*PROBLEM REQUIREMENTS*
Pick out each line in the rows below that contains the string "doctor", and copy those lines.

*SUPPLIED MATERIAL*
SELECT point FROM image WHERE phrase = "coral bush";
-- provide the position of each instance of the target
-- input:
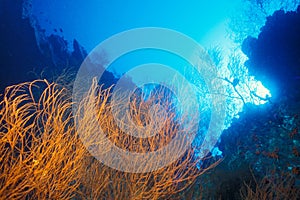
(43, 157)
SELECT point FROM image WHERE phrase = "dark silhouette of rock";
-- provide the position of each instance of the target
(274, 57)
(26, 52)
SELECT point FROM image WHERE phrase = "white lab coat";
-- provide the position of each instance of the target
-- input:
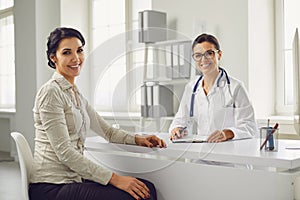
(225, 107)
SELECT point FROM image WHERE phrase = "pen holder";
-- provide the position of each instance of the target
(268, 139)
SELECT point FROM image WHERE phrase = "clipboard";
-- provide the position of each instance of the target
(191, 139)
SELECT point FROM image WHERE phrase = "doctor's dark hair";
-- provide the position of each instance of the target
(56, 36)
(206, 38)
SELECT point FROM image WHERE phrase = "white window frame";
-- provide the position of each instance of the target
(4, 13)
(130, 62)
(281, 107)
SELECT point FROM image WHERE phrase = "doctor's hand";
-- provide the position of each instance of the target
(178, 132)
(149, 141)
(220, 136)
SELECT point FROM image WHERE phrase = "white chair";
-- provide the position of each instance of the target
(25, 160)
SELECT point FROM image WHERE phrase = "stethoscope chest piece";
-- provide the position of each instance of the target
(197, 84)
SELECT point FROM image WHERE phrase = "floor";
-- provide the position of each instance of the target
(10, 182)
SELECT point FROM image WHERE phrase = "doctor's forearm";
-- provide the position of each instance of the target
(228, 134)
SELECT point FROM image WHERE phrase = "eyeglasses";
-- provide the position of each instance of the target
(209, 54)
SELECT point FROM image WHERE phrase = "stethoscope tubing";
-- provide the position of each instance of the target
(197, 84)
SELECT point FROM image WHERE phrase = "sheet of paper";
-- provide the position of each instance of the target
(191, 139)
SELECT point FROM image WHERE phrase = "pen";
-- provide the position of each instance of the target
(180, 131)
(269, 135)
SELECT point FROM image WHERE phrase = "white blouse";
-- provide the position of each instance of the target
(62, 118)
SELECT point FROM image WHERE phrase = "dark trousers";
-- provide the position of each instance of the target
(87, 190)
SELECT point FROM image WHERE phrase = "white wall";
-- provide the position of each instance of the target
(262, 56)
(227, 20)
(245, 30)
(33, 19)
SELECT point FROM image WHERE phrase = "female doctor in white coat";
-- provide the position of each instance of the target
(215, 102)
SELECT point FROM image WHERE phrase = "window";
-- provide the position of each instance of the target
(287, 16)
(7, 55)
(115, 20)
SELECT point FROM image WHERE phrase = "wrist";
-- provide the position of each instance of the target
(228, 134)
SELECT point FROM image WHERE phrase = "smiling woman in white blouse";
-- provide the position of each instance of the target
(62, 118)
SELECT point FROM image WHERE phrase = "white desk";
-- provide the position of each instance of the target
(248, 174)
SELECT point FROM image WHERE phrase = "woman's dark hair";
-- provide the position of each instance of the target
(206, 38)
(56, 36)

---

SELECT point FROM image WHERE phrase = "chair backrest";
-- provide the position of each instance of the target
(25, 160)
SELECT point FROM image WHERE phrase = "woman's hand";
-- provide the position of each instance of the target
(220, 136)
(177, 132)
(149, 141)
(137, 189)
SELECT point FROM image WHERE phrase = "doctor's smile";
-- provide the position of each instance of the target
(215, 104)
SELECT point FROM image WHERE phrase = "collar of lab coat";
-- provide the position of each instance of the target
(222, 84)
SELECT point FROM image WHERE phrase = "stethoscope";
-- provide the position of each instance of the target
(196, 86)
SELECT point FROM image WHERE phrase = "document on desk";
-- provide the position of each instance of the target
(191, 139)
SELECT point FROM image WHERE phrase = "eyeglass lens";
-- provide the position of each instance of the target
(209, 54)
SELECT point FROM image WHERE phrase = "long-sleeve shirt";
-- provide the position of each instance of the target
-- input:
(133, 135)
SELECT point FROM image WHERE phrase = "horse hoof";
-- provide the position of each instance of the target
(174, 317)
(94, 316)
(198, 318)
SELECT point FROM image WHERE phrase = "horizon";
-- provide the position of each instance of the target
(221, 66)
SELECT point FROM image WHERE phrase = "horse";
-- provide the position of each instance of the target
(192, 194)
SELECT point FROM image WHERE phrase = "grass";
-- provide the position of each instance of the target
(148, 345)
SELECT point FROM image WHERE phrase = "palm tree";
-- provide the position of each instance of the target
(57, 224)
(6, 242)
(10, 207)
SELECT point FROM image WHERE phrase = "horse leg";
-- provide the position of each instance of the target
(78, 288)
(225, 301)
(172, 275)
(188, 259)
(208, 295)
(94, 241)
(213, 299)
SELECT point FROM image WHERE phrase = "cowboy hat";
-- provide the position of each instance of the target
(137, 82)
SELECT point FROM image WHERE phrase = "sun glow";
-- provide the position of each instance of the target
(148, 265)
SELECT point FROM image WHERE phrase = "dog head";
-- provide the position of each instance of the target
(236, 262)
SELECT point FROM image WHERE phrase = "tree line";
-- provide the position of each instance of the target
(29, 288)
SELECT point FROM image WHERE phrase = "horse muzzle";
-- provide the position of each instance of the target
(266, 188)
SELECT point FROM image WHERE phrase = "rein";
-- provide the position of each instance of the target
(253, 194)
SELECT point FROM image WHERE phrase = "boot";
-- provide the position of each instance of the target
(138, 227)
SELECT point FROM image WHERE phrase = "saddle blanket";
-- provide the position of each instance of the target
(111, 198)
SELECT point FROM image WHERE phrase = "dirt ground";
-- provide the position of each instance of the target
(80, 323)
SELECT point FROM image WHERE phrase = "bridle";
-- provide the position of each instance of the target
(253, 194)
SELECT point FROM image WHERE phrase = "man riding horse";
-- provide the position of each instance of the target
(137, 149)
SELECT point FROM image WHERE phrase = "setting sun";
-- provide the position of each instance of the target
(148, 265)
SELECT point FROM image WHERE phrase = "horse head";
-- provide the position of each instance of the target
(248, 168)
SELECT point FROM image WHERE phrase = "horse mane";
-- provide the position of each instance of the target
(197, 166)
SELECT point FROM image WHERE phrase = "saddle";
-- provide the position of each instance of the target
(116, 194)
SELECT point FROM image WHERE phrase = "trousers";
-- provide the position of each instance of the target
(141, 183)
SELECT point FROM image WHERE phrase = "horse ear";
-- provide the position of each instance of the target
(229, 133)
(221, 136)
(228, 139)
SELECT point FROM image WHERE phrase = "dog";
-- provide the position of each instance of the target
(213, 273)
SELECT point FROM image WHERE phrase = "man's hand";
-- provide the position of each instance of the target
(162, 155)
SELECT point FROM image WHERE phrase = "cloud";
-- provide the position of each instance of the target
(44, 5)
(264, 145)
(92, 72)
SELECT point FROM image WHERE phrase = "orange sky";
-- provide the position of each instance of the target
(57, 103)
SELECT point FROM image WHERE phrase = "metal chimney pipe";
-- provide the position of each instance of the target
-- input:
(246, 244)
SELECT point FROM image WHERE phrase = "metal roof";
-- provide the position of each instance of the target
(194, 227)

...

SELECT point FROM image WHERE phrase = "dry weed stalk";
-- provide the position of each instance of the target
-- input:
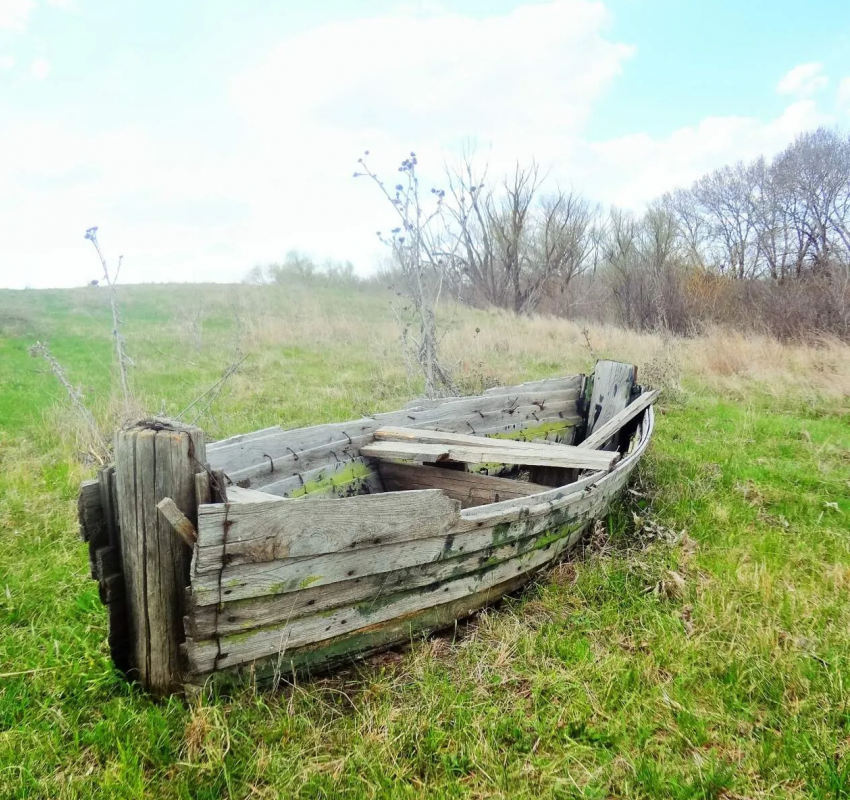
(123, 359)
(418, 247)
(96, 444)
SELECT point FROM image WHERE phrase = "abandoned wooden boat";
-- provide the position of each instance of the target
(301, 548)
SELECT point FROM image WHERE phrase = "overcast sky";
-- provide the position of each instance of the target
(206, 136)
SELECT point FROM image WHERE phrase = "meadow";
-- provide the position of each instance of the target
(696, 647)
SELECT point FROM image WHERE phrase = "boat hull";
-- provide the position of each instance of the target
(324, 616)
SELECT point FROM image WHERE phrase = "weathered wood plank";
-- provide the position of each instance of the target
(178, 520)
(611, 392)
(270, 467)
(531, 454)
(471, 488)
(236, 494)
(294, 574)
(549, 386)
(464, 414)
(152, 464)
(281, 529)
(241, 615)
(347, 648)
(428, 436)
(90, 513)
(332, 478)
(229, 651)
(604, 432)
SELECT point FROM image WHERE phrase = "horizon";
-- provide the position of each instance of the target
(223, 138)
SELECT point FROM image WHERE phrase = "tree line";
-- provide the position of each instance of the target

*FULL SOLUTION*
SELECT point FROM image WHERE phrase = "doctor's dark hair";
SELECT point FROM image WHERE phrase = "doctor's hand";
SELECT point FROM image WHERE phrase = "doctor's forearm";
SELECT point FROM image WHERE phrase = "female doctor in white coat";
SELECT point FROM image WHERE phrase = "doctor's smile";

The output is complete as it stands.